Task description – Count the lines below that contain the string "Please", treating uppercase and lowercase as different. Reply with the number alone.

Provided entries –

####################

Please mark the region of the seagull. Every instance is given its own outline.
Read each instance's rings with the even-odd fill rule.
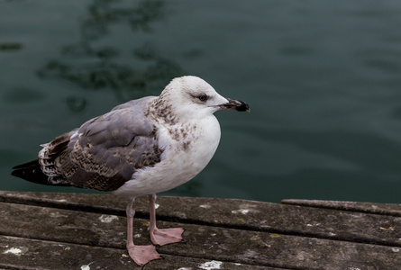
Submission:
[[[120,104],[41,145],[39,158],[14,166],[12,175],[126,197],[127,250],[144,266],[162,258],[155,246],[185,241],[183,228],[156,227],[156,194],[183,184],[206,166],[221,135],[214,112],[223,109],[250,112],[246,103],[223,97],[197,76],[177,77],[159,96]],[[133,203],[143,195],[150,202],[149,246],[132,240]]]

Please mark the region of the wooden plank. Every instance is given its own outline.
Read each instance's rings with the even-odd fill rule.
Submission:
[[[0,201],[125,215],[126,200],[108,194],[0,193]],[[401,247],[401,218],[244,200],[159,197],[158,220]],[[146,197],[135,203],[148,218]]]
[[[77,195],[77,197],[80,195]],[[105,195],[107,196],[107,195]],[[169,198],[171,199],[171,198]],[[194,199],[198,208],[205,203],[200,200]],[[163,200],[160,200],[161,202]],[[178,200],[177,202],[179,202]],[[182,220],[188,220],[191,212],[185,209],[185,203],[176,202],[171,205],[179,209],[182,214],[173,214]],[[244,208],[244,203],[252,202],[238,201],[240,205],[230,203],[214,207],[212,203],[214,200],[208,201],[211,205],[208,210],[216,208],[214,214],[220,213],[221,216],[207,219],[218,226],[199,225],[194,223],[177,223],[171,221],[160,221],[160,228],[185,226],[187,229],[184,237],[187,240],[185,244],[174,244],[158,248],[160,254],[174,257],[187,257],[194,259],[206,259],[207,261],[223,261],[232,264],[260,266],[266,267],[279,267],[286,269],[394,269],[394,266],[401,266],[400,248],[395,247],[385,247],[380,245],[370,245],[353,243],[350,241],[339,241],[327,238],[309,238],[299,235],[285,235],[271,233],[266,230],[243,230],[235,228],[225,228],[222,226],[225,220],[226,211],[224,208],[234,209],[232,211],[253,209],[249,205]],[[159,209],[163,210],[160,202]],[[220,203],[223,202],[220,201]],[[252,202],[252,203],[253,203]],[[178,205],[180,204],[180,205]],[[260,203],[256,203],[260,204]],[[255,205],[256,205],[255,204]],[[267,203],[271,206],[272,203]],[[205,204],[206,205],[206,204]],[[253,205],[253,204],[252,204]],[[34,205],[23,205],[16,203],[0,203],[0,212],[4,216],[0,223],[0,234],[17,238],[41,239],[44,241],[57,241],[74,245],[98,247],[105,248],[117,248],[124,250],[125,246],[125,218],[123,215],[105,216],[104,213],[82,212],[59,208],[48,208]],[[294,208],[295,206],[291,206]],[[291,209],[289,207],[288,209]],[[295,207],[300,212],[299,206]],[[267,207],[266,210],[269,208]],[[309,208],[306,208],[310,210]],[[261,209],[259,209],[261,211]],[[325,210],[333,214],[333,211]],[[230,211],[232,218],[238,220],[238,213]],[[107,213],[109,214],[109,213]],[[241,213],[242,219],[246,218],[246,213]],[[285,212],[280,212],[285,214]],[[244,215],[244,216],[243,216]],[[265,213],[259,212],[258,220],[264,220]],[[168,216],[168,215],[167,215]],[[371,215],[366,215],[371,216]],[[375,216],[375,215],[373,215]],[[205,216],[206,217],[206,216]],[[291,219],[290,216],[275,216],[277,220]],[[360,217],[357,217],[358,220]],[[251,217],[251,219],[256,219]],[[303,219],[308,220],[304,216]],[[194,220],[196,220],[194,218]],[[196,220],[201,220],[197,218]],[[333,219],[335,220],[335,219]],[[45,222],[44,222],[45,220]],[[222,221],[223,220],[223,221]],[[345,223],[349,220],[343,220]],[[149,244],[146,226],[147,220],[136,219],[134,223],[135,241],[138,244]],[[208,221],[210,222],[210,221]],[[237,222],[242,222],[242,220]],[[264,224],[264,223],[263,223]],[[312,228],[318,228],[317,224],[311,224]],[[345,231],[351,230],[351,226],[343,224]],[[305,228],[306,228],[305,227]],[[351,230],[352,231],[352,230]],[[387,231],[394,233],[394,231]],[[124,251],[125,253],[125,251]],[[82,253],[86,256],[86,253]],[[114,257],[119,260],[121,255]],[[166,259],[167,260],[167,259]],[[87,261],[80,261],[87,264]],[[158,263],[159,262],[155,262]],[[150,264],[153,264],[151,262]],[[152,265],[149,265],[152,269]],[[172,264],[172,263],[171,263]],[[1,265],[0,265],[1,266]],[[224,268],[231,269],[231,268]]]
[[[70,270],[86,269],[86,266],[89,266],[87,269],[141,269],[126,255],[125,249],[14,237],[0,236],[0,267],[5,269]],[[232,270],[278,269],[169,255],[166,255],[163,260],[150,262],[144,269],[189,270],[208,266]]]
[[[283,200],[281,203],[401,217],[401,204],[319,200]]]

####################

Answer to this task – 2